§ Document excerpt
Figure 12: The code in Listing 1 produces this XML document shown in Internet Explorer.

You can easily create XML from multiple data sources as well, not just a single data source like a database as shown so far. Since most modern systems interact with each other in some form of XML, the possibilities are endless. You can use LINQ to XML to easily create SOAP, XAML, HTML, and RSS. For instance, what if you wanted to display all of the customers on a map generated by Microsoft Virtual Earth? Virtual Earth allows you to pass it an RSS document of items specifying their latitude and longitude to easily map out multiple locations in the world. There are a couple different formats you can pass it and one is the GeoRSS standard. All you have to do is create this XML by obtaining the latitude and longitude from the addresses you have in your customers table and then pass this GeoRSS to Virtual Earth.

For this example you can grab the latitude and longitude of the customers in the United States using the service at http://geocoder.us. This service can return a set of coordinates from any US address in a variety of formats including REST-ful RDF. You can use this service in your LINQ query in order to create the GeoRSS from the customers table. The first thing to do is to import the geo namespace at the top of your code file because you’ll be using it to return the location information in the geo namespace from the XML that is returned from the geocoder.us service.

Imports <xmlns:geo=
"http://www.w3.org/2003/01/geo/wgs84_pos#">

Now you can write a query to create the GeoRSS for our customers. Since the Northwind database contains mostly fictitious addresses you can change the addresses to real locations or you can select just the customers living in Oregon (OR) since there are a couple valid addresses there.

§ Directive a
In the LINQ to XML excerpt, which service is used to get the latitude and longitude of US customers?
The LINQ to XML excerpt and the records come from unrelated sources.

§ Material provided
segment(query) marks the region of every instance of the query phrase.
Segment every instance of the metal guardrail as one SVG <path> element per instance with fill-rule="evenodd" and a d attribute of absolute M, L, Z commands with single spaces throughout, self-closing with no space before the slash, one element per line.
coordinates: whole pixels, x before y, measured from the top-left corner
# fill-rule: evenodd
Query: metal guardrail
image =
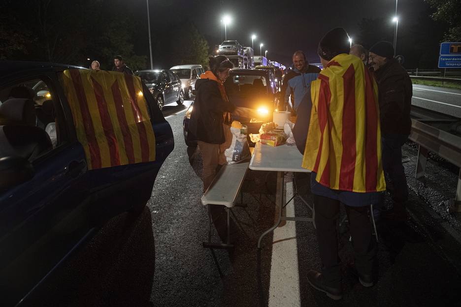
<path fill-rule="evenodd" d="M 413 119 L 411 122 L 408 138 L 419 145 L 415 178 L 424 177 L 428 151 L 461 168 L 461 137 Z M 461 211 L 461 169 L 452 210 Z"/>
<path fill-rule="evenodd" d="M 410 76 L 411 79 L 415 80 L 426 80 L 430 81 L 440 81 L 441 82 L 452 82 L 452 83 L 461 84 L 461 78 L 442 78 L 440 77 L 426 77 L 425 76 Z"/>

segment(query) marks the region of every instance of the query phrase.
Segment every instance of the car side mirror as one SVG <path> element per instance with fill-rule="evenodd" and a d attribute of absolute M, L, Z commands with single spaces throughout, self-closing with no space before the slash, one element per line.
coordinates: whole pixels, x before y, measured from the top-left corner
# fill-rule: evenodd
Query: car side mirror
<path fill-rule="evenodd" d="M 25 183 L 35 175 L 32 163 L 20 156 L 0 158 L 0 190 Z"/>

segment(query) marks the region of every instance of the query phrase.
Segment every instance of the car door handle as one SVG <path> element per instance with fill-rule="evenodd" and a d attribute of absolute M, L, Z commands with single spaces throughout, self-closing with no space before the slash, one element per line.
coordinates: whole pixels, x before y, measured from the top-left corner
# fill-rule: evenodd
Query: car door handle
<path fill-rule="evenodd" d="M 71 177 L 74 177 L 80 174 L 86 166 L 86 163 L 84 161 L 80 162 L 72 161 L 67 166 L 67 171 L 66 172 L 66 174 Z"/>

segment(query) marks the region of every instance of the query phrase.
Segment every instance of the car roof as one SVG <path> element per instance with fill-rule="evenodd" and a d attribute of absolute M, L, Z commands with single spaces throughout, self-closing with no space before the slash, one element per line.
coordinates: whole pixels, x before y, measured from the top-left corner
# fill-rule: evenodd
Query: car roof
<path fill-rule="evenodd" d="M 176 65 L 173 66 L 170 69 L 183 69 L 185 68 L 196 68 L 201 67 L 202 66 L 199 64 L 190 64 L 188 65 Z"/>
<path fill-rule="evenodd" d="M 267 75 L 269 73 L 266 70 L 264 70 L 263 69 L 237 69 L 231 70 L 229 73 L 231 75 L 255 75 L 257 76 L 261 76 L 263 75 Z"/>
<path fill-rule="evenodd" d="M 85 67 L 46 62 L 0 61 L 0 81 L 9 80 L 15 75 L 20 76 L 35 73 L 49 72 L 65 69 L 87 69 Z"/>

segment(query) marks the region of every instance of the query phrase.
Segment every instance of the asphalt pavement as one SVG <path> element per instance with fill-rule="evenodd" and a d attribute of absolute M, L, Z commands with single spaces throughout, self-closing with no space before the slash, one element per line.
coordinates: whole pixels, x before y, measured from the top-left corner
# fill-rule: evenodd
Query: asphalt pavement
<path fill-rule="evenodd" d="M 260 236 L 277 215 L 275 172 L 250 171 L 242 188 L 248 206 L 233 210 L 233 249 L 203 247 L 207 212 L 200 203 L 201 155 L 184 144 L 182 119 L 190 102 L 186 102 L 165 106 L 175 149 L 144 212 L 134 220 L 126 214 L 110 220 L 24 306 L 461 305 L 460 216 L 447 210 L 458 173 L 444 161 L 431 160 L 425 180 L 414 180 L 416 149 L 411 143 L 403 154 L 410 217 L 404 225 L 380 227 L 373 287 L 363 287 L 345 265 L 342 300 L 333 301 L 311 287 L 306 273 L 321 265 L 312 223 L 283 223 L 258 249 Z M 296 193 L 293 178 L 285 176 L 287 195 Z M 297 197 L 287 210 L 296 216 L 311 214 Z M 221 235 L 224 222 L 217 222 Z M 289 227 L 295 235 L 284 234 Z M 338 226 L 338 235 L 345 263 L 352 255 L 347 222 Z"/>

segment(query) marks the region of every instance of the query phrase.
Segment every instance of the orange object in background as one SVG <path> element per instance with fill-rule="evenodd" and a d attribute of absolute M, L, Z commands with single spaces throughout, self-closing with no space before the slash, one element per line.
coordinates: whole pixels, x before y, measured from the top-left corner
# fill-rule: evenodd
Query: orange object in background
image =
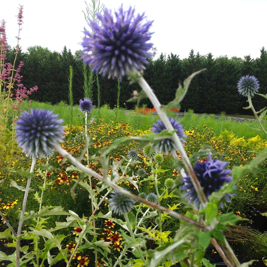
<path fill-rule="evenodd" d="M 154 107 L 153 108 L 137 108 L 136 109 L 136 112 L 138 113 L 144 113 L 148 114 L 151 112 L 156 112 L 157 111 Z M 172 112 L 178 112 L 179 110 L 176 108 L 170 108 L 168 111 Z"/>

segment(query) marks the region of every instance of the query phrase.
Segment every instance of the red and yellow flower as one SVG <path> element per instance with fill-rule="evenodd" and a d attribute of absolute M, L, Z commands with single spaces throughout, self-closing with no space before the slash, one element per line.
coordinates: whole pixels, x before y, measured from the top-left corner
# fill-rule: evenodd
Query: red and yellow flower
<path fill-rule="evenodd" d="M 109 229 L 106 229 L 105 228 L 103 229 L 105 231 L 104 233 L 102 233 L 102 234 L 107 234 L 108 236 L 112 235 L 112 234 L 114 232 L 113 231 L 111 231 L 111 230 L 110 230 Z"/>
<path fill-rule="evenodd" d="M 122 239 L 121 237 L 121 236 L 119 234 L 116 232 L 112 235 L 111 236 L 108 238 L 108 239 L 109 239 L 111 241 L 111 243 L 113 242 L 114 244 L 116 244 L 119 245 L 120 244 L 120 241 Z"/>
<path fill-rule="evenodd" d="M 6 204 L 3 207 L 3 209 L 6 209 L 8 210 L 9 208 L 13 209 L 14 206 L 16 204 L 17 204 L 17 199 L 16 199 L 15 201 L 10 201 Z"/>
<path fill-rule="evenodd" d="M 79 255 L 77 257 L 77 260 L 80 262 L 78 264 L 77 267 L 83 267 L 86 265 L 88 265 L 89 260 L 88 257 L 87 255 L 84 256 L 83 257 L 81 257 L 80 255 Z"/>
<path fill-rule="evenodd" d="M 79 234 L 82 231 L 82 229 L 78 227 L 75 227 L 74 230 L 75 230 L 75 232 L 73 232 L 72 234 L 76 234 L 76 236 L 79 235 Z"/>
<path fill-rule="evenodd" d="M 113 223 L 113 221 L 110 220 L 105 220 L 105 224 L 106 226 L 107 226 L 110 229 L 111 227 L 114 228 L 114 226 L 115 225 L 115 224 Z"/>

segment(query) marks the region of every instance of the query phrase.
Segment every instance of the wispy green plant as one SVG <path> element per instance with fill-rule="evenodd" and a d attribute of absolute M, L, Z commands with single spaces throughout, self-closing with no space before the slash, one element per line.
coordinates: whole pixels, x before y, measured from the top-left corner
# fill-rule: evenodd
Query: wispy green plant
<path fill-rule="evenodd" d="M 83 88 L 84 91 L 85 97 L 92 100 L 93 96 L 93 85 L 95 81 L 94 74 L 92 70 L 89 68 L 88 71 L 87 67 L 84 64 L 82 65 L 82 73 L 84 76 L 84 85 Z"/>
<path fill-rule="evenodd" d="M 73 119 L 73 95 L 72 93 L 72 79 L 73 78 L 73 69 L 71 66 L 70 66 L 70 74 L 69 75 L 69 103 L 70 107 L 70 117 L 69 123 L 71 125 L 72 125 Z"/>
<path fill-rule="evenodd" d="M 121 85 L 120 80 L 118 79 L 118 84 L 117 86 L 118 91 L 117 93 L 117 108 L 118 108 L 120 105 L 120 95 L 121 94 Z"/>
<path fill-rule="evenodd" d="M 100 95 L 100 85 L 99 84 L 99 80 L 98 79 L 98 74 L 97 73 L 95 75 L 95 78 L 96 80 L 96 85 L 97 87 L 97 108 L 100 108 L 100 101 L 101 101 L 101 96 Z"/>

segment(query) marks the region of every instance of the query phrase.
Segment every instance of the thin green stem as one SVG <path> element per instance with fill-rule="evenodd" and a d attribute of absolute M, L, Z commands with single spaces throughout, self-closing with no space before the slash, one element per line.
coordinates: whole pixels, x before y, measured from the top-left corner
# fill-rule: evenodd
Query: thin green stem
<path fill-rule="evenodd" d="M 47 159 L 46 164 L 48 164 L 49 160 L 48 158 Z M 47 175 L 47 170 L 45 170 L 45 173 L 44 174 L 44 184 L 43 185 L 43 188 L 42 188 L 42 193 L 41 193 L 41 197 L 40 198 L 40 202 L 39 205 L 39 212 L 40 212 L 42 208 L 42 204 L 43 202 L 43 197 L 44 196 L 44 192 L 45 190 L 45 186 L 46 184 L 46 178 Z M 37 221 L 39 222 L 40 220 L 40 217 L 38 216 L 37 218 Z"/>
<path fill-rule="evenodd" d="M 253 106 L 253 105 L 252 104 L 252 102 L 251 101 L 251 97 L 250 95 L 248 96 L 247 99 L 248 100 L 248 103 L 250 104 L 250 108 L 252 110 L 252 111 L 253 111 L 253 113 L 254 113 L 254 116 L 255 116 L 255 117 L 256 118 L 256 119 L 258 121 L 258 122 L 260 125 L 260 129 L 261 129 L 262 131 L 267 135 L 267 132 L 266 131 L 265 129 L 263 128 L 263 126 L 262 126 L 262 124 L 261 124 L 261 122 L 260 122 L 260 118 L 259 118 L 258 114 L 257 114 L 257 113 L 256 112 L 256 111 L 255 110 L 255 109 L 254 108 L 254 107 Z"/>
<path fill-rule="evenodd" d="M 31 169 L 30 170 L 30 172 L 33 172 L 34 170 L 34 165 L 36 161 L 36 158 L 33 157 L 31 161 Z M 24 195 L 24 198 L 23 199 L 23 202 L 22 203 L 22 207 L 21 208 L 21 213 L 20 213 L 20 221 L 19 223 L 19 226 L 18 228 L 17 232 L 17 235 L 18 237 L 17 240 L 16 244 L 16 266 L 17 267 L 19 267 L 20 266 L 20 238 L 19 236 L 21 234 L 21 230 L 22 228 L 22 223 L 23 220 L 22 218 L 24 216 L 25 209 L 26 207 L 26 203 L 27 202 L 27 199 L 28 197 L 28 194 L 29 194 L 29 191 L 30 190 L 30 186 L 31 185 L 31 178 L 30 177 L 28 178 L 28 181 L 27 182 L 27 184 L 26 186 L 26 188 L 25 189 L 25 193 Z"/>
<path fill-rule="evenodd" d="M 121 259 L 121 258 L 124 255 L 124 254 L 125 254 L 125 252 L 127 251 L 127 250 L 128 249 L 128 247 L 127 246 L 127 245 L 125 244 L 125 246 L 124 246 L 124 247 L 123 248 L 123 250 L 121 251 L 121 253 L 120 255 L 120 256 L 118 258 L 118 259 L 117 260 L 116 262 L 114 264 L 114 265 L 113 265 L 113 267 L 116 267 L 116 266 L 118 265 L 118 264 L 119 263 L 119 261 Z"/>
<path fill-rule="evenodd" d="M 17 234 L 16 234 L 16 232 L 15 231 L 12 227 L 11 226 L 10 223 L 9 223 L 9 222 L 7 220 L 7 219 L 6 218 L 6 216 L 2 213 L 2 212 L 1 210 L 0 210 L 0 216 L 1 216 L 2 217 L 2 218 L 7 224 L 7 227 L 8 228 L 10 228 L 10 230 L 11 230 L 11 232 L 12 232 L 12 234 L 13 234 L 15 236 L 16 236 Z"/>
<path fill-rule="evenodd" d="M 128 230 L 129 230 L 129 232 L 130 233 L 130 235 L 131 236 L 131 237 L 132 238 L 132 239 L 133 241 L 135 241 L 135 235 L 134 234 L 133 232 L 132 231 L 132 226 L 131 225 L 130 220 L 129 220 L 129 217 L 128 217 L 128 215 L 127 214 L 127 213 L 125 212 L 123 213 L 123 215 L 124 215 L 124 218 L 125 218 L 125 220 L 126 221 L 126 224 L 127 225 L 127 227 L 128 228 Z M 143 256 L 143 254 L 142 253 L 142 250 L 141 250 L 141 249 L 139 247 L 136 247 L 136 250 L 137 250 L 137 252 L 138 252 L 138 253 L 139 254 L 139 255 L 140 256 L 140 258 L 145 266 L 146 265 L 146 260 L 145 259 L 145 258 Z"/>
<path fill-rule="evenodd" d="M 158 188 L 158 182 L 157 180 L 157 175 L 156 174 L 155 174 L 154 173 L 154 168 L 153 167 L 153 162 L 152 162 L 152 159 L 151 158 L 149 159 L 150 163 L 151 163 L 151 171 L 152 172 L 152 175 L 153 178 L 154 179 L 154 183 L 155 185 L 155 188 L 156 190 L 156 192 L 157 193 L 157 195 L 158 196 L 158 204 L 160 205 L 160 200 L 159 199 L 160 195 L 159 192 L 159 189 Z M 161 219 L 161 212 L 160 210 L 158 210 L 159 212 L 159 231 L 161 233 L 162 233 L 162 221 Z M 162 239 L 160 239 L 160 244 L 162 245 Z"/>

§ Directive b
How many lines of the records contain the string "guardrail"? Case counts, and the reply should be the number alone.

§ Correct response a
The service at http://geocoder.us.

§ Correct response b
2